TASK INSTRUCTIONS
Copy the records below exactly as they appear.

SUPPLIED RECORDS
######

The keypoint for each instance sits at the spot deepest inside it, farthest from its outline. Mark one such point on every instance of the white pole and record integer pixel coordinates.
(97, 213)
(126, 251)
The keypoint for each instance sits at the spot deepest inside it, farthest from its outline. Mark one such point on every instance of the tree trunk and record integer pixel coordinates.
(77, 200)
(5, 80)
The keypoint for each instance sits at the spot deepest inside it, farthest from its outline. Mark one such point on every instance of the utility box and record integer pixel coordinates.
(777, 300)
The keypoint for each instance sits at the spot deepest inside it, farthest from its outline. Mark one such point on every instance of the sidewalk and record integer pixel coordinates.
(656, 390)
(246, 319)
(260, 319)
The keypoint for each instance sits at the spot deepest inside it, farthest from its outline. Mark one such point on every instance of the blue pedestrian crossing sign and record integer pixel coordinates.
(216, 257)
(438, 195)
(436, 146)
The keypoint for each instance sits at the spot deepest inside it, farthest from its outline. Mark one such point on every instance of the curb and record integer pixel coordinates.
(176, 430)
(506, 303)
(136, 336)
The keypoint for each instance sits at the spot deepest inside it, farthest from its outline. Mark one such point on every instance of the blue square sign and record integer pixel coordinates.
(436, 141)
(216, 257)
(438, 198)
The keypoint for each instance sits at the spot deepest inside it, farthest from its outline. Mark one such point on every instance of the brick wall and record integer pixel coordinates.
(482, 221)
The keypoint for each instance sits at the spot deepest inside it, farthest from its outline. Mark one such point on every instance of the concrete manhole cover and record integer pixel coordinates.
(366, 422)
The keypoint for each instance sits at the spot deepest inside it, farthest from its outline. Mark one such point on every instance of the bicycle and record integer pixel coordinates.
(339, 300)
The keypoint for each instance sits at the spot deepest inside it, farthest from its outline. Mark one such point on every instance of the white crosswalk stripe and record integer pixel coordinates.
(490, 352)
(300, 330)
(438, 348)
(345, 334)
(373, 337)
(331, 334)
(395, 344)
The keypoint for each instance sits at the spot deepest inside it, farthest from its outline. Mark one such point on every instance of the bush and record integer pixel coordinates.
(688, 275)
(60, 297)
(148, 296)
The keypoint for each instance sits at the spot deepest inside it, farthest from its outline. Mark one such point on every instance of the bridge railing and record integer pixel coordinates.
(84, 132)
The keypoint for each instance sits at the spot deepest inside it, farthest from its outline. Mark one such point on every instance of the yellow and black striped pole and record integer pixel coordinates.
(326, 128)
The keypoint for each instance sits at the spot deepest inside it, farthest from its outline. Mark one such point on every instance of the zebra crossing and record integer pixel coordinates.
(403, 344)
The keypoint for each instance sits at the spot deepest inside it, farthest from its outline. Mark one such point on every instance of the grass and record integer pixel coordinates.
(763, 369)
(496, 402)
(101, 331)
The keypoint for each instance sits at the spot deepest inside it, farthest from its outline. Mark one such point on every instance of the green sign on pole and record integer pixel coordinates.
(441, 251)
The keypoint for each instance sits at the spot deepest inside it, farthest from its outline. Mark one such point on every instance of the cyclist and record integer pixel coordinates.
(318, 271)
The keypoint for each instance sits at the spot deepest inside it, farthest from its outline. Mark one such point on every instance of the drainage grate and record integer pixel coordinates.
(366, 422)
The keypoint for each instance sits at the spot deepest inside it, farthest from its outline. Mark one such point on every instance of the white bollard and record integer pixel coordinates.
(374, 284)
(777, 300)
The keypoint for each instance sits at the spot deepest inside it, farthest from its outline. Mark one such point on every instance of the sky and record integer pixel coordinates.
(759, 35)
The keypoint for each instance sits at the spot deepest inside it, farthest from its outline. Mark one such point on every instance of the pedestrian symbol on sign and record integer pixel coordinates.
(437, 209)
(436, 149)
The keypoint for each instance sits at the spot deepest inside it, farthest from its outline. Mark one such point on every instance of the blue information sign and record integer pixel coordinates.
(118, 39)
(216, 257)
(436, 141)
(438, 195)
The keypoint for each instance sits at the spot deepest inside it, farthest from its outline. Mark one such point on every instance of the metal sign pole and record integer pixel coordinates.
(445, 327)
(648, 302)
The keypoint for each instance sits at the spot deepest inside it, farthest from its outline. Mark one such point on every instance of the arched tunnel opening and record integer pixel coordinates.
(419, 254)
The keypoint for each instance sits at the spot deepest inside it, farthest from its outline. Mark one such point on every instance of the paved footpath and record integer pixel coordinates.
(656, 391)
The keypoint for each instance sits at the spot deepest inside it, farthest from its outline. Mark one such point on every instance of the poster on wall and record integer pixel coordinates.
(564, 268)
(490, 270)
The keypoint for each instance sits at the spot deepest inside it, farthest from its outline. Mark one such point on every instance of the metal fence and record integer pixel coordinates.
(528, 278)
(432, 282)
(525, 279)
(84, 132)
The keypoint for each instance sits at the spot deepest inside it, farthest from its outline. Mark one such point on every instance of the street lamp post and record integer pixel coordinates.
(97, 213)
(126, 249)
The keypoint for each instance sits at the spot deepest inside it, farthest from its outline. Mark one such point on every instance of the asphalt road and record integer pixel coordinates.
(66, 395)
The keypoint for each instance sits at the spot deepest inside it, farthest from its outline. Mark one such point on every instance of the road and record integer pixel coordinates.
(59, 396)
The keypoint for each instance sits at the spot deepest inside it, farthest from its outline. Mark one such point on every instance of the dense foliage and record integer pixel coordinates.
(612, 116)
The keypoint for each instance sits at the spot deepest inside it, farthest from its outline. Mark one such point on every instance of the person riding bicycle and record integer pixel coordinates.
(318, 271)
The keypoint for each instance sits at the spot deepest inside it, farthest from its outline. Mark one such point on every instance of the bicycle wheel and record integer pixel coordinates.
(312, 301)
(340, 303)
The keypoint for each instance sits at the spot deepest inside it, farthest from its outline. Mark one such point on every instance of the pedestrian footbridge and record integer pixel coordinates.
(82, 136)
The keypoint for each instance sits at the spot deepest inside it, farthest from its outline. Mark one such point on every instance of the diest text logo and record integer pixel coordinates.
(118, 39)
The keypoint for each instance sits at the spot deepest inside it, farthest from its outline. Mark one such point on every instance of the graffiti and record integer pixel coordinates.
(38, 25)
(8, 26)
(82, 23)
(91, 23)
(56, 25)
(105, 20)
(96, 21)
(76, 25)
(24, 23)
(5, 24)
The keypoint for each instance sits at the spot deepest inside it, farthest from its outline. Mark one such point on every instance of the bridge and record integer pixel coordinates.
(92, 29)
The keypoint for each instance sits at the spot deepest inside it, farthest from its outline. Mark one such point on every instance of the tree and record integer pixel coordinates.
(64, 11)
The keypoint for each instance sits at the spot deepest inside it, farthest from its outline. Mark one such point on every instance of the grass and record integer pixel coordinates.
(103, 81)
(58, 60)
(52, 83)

######

FINAL RESULT
The keypoint for each instance sits at the spot deepest inside it, farthest from its outline. Mark one such point on every instance of the white pole and record integer pixel coordinates.
(97, 213)
(126, 251)
The keypoint for each instance sits at the spot deepest inside it, farthest from its outline. Mark one such point on every instance of the tree trunk and record integer pixel coordinates.
(77, 200)
(5, 80)
The keypoint for each instance sits at the spot deepest inside it, farthest from its outline. Mark one such point on every instance of the utility box and record integer pixel coordinates.
(777, 300)
The keypoint for each instance sits at the spot deepest inside it, farthest from its outline. Mark one such point on every instance of the sidewalk and record integer pixel coordinates.
(656, 390)
(246, 319)
(260, 319)
The keypoint for each instance sits at the spot deepest inside it, farthest from its outline. Mark one such point on every instance of the blue pedestrian crossing sign and record integer pixel coordinates.
(216, 257)
(438, 195)
(436, 146)
The keypoint for each instance sits at the spot deepest inside it, farthest from its outline. Mark one such point on every instance of the curb and record integer pixel coordinates.
(176, 430)
(506, 303)
(136, 336)
The keypoint for each instance sits at the spot deepest inside it, farthest from its outline. Mark one such point on every instance of the blue square sign and record integer pixel coordinates.
(436, 141)
(216, 257)
(438, 198)
The keypoint for each instance sits at the spot deepest inside it, farthest from its outline. Mark one such point on every instance of the brick wall and record integer pixel coordinates.
(482, 221)
The keypoint for each instance sits at the spot deepest inside it, farthest from its outline. Mark one such point on every instance of the concrete manhole cover and record integer pixel coordinates.
(366, 422)
The keypoint for each instance sits at the spot deepest inside it, farthest from its outline. Mark one such point on every instance of the bicycle and record integer pixel coordinates.
(339, 300)
The keypoint for each instance sits at the spot deepest inside it, farthest from its outline. Mark one such point on every instance of the white crosswalk stripe and record integer pixel coordinates.
(490, 352)
(300, 330)
(438, 348)
(345, 334)
(373, 337)
(331, 334)
(395, 344)
The keypoint for each instance sits at the spot deepest inside it, farthest from its outline. Mark one such point on every instance of the bush and record integer pixel coordinates.
(688, 275)
(60, 297)
(148, 296)
The keypoint for each instance sits at the spot deepest inside it, farthest from its outline. Mark one such point on every instance of the bridge railing and record integer pixel coordinates.
(84, 132)
The keypoint for each instance sits at the spot deepest inside it, farthest from its outline. Mark one such point on every instance of the yellow and black striped pole and record integer pixel coordinates.
(326, 128)
The keypoint for each instance sits at the spot deepest inside it, farthest from its outline. Mark one such point on every instance of the zebra crossing and record integer pixel coordinates.
(403, 344)
The keypoint for each instance sits at the spot deepest inside it, farthest from its outline. Mark one such point on every instance of the grass and record integer pixel coordinates.
(763, 369)
(496, 402)
(101, 331)
The keypoint for each instance sits at the spot deepest inside it, farthest from its outline. Mark one such point on every instance of the green sign on pole and record integer pixel coordinates.
(441, 251)
The keypoint for each instance sits at the spot deepest inside it, farthest from its outline. Mark one such point on every instance of the cyclist and record integer pixel coordinates.
(318, 271)
The keypoint for each instance sits at the spot deepest inside it, farthest from its outline. Mark one such point on every instance of the drainage grate and record integer pixel coordinates.
(366, 422)
The keypoint for each instance sits at the spot deepest inside it, farthest from its outline. Mark one such point on every instance of the white bollard and record integer pixel coordinates.
(374, 284)
(777, 300)
The keypoint for each instance sits at the spot deepest inside it, farthest from its outline. Mark one such point on every instance of the sky and record integer pixel coordinates.
(759, 35)
The keypoint for each instance sits at the spot deepest inside it, farthest from its outline. Mark one such point on every instance of the pedestrian symbol on sign and record integer pixel coordinates.
(437, 209)
(436, 149)
The keypoint for each instance sits at the spot deepest inside it, farthest from its outline. Mark one such point on every instance of the blue information sign and record integer pixel coordinates.
(118, 39)
(216, 257)
(436, 141)
(438, 195)
The keypoint for each instance sits at the spot deepest inside it, farthest from its outline. Mark one such point on every instance of the metal sign pole and record integer pixel coordinates.
(445, 327)
(648, 302)
The keypoint for each instance sits at the spot deepest inside it, farthest from its outline. Mark one such point on every instance of the arched tunnel opening and record integer pixel coordinates.
(419, 254)
The keypoint for each instance sits at the spot deepest inside it, farthest from its outline. Mark one such point on every instance of the paved footpath and record integer pixel coordinates.
(656, 391)
The keypoint for each instance sits at the spot deepest inside it, farthest from its outline. Mark one such point on every instance of the poster on wall and record integer pixel coordinates.
(564, 268)
(490, 270)
The keypoint for each instance sits at the spot deepest inside it, farthest from its outline. Mark one such point on every instance of the metal fence and record integer pixel coordinates.
(528, 278)
(432, 282)
(525, 279)
(84, 132)
The keypoint for each instance sits at the spot deepest inside it, farthest from its outline. Mark one such point on every instance of the street lamp post and record integer pixel coordinates.
(97, 213)
(126, 249)
The keypoint for each instance sits at the spot deepest inside it, farthest from its outline. Mark one such point on every instance of the asphalt road and record integer pixel coordinates.
(66, 395)
The keypoint for each instance sits at the spot deepest inside it, farthest from its outline. Mark one such point on every instance of the road and record integer pixel coordinates.
(59, 396)
The keypoint for each instance sits at the spot deepest inside it, farthest from its outline. Mark one such point on every instance of the dense foliage and record integer pixel coordinates.
(612, 116)
The keypoint for each instance sits at the spot deepest inside it, farthest from its outline. Mark one such point on every instance of the person riding bicycle and record integer pixel coordinates.
(318, 271)
The keypoint for each instance sits at the spot deepest inside it, farthest from its outline. Mark one such point on every instance of the bicycle wheel and record integer pixel coordinates.
(312, 301)
(340, 303)
The keypoint for each instance sits at the spot deepest inside it, farthest from its outline. Mark one such point on every instance of the pedestrian footbridge and record integer pixel coordinates.
(82, 136)
The keypoint for each instance sits at the spot deepest inside it, farthest from its outline. Mark one such point on every instance of the diest text logo and record integer pixel coordinates.
(118, 39)
The keypoint for each instance sits at the spot deepest inside it, farthest from its outline. Mark one such point on every instance of the graffiti and record integer pixel coordinates.
(38, 25)
(8, 26)
(82, 23)
(91, 23)
(56, 25)
(105, 20)
(96, 21)
(76, 25)
(24, 23)
(5, 24)
The keypoint for each instance sits at the spot deepest inside it, farthest from its outline. Mark one such point on every instance of the bridge and record integer pixel coordinates.
(92, 29)
The keypoint for each instance sits at the spot deepest inside it, farthest from its outline. Mark one such point on every instance of the tree and record integer pixel coordinates.
(64, 11)
The keypoint for each instance sits at the spot deepest inside it, farthest from its outline. Mark one such point on every instance of the grass and record integer pixel coordinates.
(103, 81)
(58, 60)
(52, 83)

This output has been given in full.